- SET TASK:
Output the portion of the replevin case text below that runs from "2. NEW TRIAL." up to and including "no error therein.", copied word for word.

** START OF QUOTED TEXT **

A party must have his case ready for trial when trial is begun or must produce satisfactory evidence of reasons why trial should not then be had, and failing to do so, party cannot later complain of result of failure to conform to his duty.

ON SUGGESTION OF ERROR. (Division B. May 2, 1938.) [180 So. 747. No. 33101.]

1. APPEAL AND ERROR.

The Supreme Court must decide cases upon record as certified by clerk.

ON MOTION FOR A NEW TRIAL.

2. NEW TRIAL.

A motion for new trial on ground of misconduct of defendant's trial attorney must be first made in trial court and formal rulings of trial judge had thereon, and cannot be made for first time in Supreme Court.

ON MOTION FOR A MODIFIED JUDGMENT.

3. APPEAL AND ERROR.

Inasmuch as appellate power is exercisable only for correction of error, when there is no error, there is no appellate power other than to declare that there is no error, and parties cannot, by confession or consent, put error into judgment when there is in fact no error therein.

4. APPEAL AND ERROR.

A judgment in replevin could not be modified so as to order a sale of replevied property, notwithstanding appellee consented to appellant's motion for such modification of judgment, where judgment as rendered by trial court was in accord with statute and there was no error therein (Code 1930, section 3098).

5. REPLEVIN.

The action of replevin is possessory only.

APPEAL from the circuit court of Jefferson Davis county. HON. HARVEY McGEHEE, Judge.

G.L. Martin, of Prentiss, for appellant.

We respectfully submit that the plaintiff's cause must be dismissed or remanded for an order to dismiss in the lower court, for the reason the affidavit in replevin does not allege the facts giving the lower court jurisdiction, as required by Section 3079, Code 1930. The affidavit does not allege that the property in question was in the possession of the defendant. It is true the affidavit alleges the property was "detained" by the defendant, but this does not comply with Section 3079.

The court will note that there is no proof offered in the record to show that the defendant or the property or some part of it was found in Jefferson Davis County, Mississippi. This fact must be proved, we respectfully submit, to confer territorial jurisdiction or venue on the court below.

** END OF QUOTED TEXT **
** START OF MATERIAL PROVIDED **

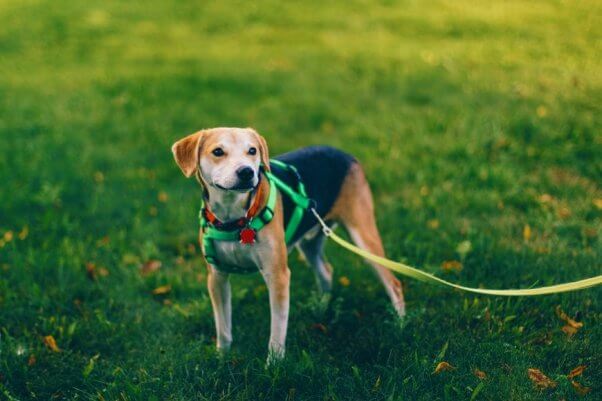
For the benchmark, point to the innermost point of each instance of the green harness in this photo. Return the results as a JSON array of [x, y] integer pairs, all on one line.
[[211, 233]]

** END OF MATERIAL PROVIDED **

- ANSWER:
2. NEW TRIAL.

A motion for new trial on ground of misconduct of defendant's trial attorney must be first made in trial court and formal rulings of trial judge had thereon, and cannot be made for first time in Supreme Court.

ON MOTION FOR A MODIFIED JUDGMENT.

3. APPEAL AND ERROR.

Inasmuch as appellate power is exercisable only for correction of error, when there is no error, there is no appellate power other than to declare that there is no error, and parties cannot, by confession or consent, put error into judgment when there is in fact no error therein.